__Task to complete__: Retype the entries below word for word, leaving none out.

(Source records)

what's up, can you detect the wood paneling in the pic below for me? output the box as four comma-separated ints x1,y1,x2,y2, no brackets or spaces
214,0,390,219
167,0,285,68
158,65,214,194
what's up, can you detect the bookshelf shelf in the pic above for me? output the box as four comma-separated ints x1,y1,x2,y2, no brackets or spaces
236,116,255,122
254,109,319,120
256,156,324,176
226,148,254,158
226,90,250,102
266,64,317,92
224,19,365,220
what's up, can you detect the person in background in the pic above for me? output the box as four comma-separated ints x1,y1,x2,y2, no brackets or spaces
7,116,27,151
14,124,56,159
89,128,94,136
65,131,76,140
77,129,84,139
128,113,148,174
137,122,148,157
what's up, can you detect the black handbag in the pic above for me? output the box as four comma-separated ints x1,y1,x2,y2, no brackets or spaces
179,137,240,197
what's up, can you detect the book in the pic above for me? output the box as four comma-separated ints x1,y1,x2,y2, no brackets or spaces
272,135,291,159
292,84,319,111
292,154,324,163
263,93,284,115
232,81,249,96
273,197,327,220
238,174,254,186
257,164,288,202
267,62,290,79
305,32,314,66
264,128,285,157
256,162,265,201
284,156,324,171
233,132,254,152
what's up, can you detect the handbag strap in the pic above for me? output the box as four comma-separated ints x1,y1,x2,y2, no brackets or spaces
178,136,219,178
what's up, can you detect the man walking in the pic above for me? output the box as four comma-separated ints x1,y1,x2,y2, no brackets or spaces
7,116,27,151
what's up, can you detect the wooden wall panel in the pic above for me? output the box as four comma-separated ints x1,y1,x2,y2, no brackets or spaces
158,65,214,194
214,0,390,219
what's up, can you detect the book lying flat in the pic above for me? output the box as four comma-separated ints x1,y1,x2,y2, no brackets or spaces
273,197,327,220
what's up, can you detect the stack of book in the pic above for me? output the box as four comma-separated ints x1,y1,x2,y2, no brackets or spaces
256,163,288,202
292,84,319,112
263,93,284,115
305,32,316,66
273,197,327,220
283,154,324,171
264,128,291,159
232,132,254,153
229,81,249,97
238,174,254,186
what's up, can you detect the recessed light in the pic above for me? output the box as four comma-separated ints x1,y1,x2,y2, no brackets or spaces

(End Source records)

__Expected output__:
what's up, can you detect the wood paneling in the pic below for me? output the box as four comma-separated ints x1,y1,x2,y2, no brackets or spaces
214,0,390,219
167,0,285,68
158,65,214,194
what's up, can you detect the bookshelf shelf in the pic above for me? output the box as four comma-separated ints x1,y1,x2,y2, no brackets or spaces
236,116,255,122
254,109,319,120
256,156,324,176
226,148,254,158
226,90,250,102
266,64,317,92
224,19,365,220
what's up, can you detect the person in background in the pic above for me? output the box as four comma-separated ints x1,y1,x2,y2, no brackets or spaces
7,116,27,151
14,124,56,159
89,128,94,136
65,131,76,140
77,129,84,139
128,113,148,174
137,122,148,157
what's up, can you detect the black handbag in the pic above for me? output the box as four comma-separated ints x1,y1,x2,y2, no brackets or spaces
179,137,240,197
what's up, can you detect the book in the pic above for me? output the box as four comma-separated ints x1,y1,x2,y2, no brackets or spaces
272,135,291,159
292,84,319,111
292,154,324,163
263,93,284,115
232,81,249,96
273,197,327,220
238,174,254,186
257,164,288,202
267,62,290,79
305,32,314,66
264,128,285,157
256,162,265,201
284,156,324,171
233,132,254,152
what's up, can you detect the handbag strap in the pic above for me? output the box as four comma-separated ints x1,y1,x2,y2, no brackets or spaces
178,136,219,178
what's up, can you detect the man walking in the pic above for me? output the box as four comma-separated ints x1,y1,x2,y2, no brackets or spaces
7,116,27,151
what's up, can you detect the wooden wall panel in the pic above for me? output the box as four comma-separated ints x1,y1,x2,y2, no brackets or spaces
158,65,214,194
214,0,390,219
what's up, can you detect the book lying flat in the pic above for me? output the box as four comma-separated ints x1,y1,x2,y2, no brackets or spaces
273,197,327,220
what's up, can you detect the stack of book in the pic above for me? output the box as four comma-separated ints x1,y1,x2,y2, no brackets or spaces
256,163,288,202
292,84,319,112
263,93,284,115
305,32,316,66
273,197,327,220
283,154,324,171
264,128,291,159
232,132,254,153
229,81,249,97
238,174,254,186
what's up, can you detect the recessed light in the pic above for me? output the box as four comma-separated ints x1,y1,x2,y2, no brackets or spaces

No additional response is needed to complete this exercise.